Top of Provided records

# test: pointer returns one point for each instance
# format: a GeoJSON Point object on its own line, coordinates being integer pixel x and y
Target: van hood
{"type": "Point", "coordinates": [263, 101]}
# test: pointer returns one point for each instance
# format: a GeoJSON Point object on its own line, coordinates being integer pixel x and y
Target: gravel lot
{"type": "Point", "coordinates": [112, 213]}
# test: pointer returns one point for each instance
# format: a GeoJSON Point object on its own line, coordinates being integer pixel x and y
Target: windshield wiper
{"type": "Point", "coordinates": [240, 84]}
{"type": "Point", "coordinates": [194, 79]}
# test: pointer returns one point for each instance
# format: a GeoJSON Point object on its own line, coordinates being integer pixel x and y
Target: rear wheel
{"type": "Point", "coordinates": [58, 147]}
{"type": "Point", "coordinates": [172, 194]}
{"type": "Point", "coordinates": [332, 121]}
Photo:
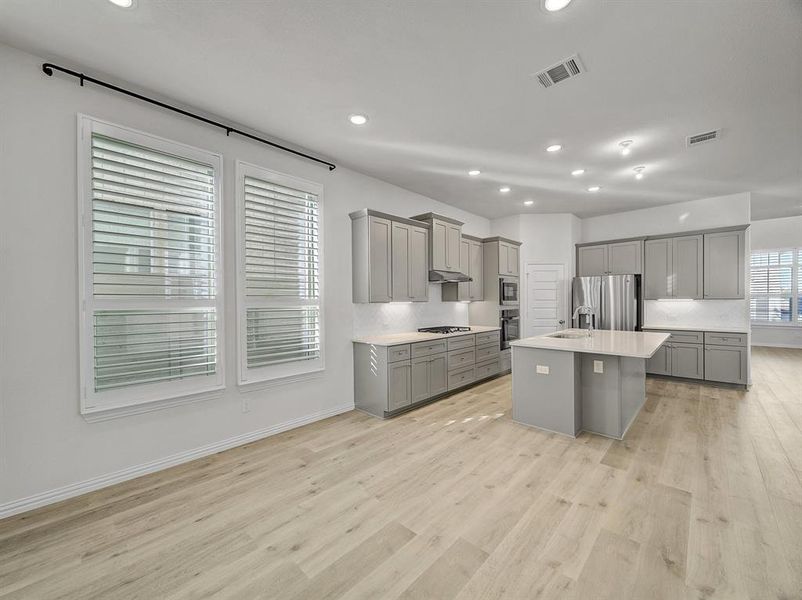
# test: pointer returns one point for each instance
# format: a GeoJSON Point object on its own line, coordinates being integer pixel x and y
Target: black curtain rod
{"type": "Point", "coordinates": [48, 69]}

Bottom of Provided records

• [Task to carry out]: The entries above need to be output again in full, exactly, and without pictures.

• [Reply to the task]:
# test: pointer returns one point for each instance
# format: a GeoJSON Point object on its own line, coordinates being integer pixel x and y
Target: van hood
{"type": "Point", "coordinates": [263, 101]}
# test: pointer returns one point for each instance
# format: a GeoJSON Point object on its own line, coordinates being integer pixel x and y
Target: gravel lot
{"type": "Point", "coordinates": [112, 213]}
# test: pointer returns one point for each instance
# format: a GeoJSON Point object on its own line, coordinates being integer pixel x and y
Target: windshield wiper
{"type": "Point", "coordinates": [240, 84]}
{"type": "Point", "coordinates": [194, 79]}
# test: pointer returns one point for each instance
# format: a GeoJSON Point object on its own line, coordinates being integer pixel x and y
Target: rear wheel
{"type": "Point", "coordinates": [58, 147]}
{"type": "Point", "coordinates": [172, 194]}
{"type": "Point", "coordinates": [332, 121]}
Photo:
# test: pointer returns one point for each instance
# format: a GeoJSON Point object on its own line, coordinates being integer pixel x and y
Target: black curtain rod
{"type": "Point", "coordinates": [48, 69]}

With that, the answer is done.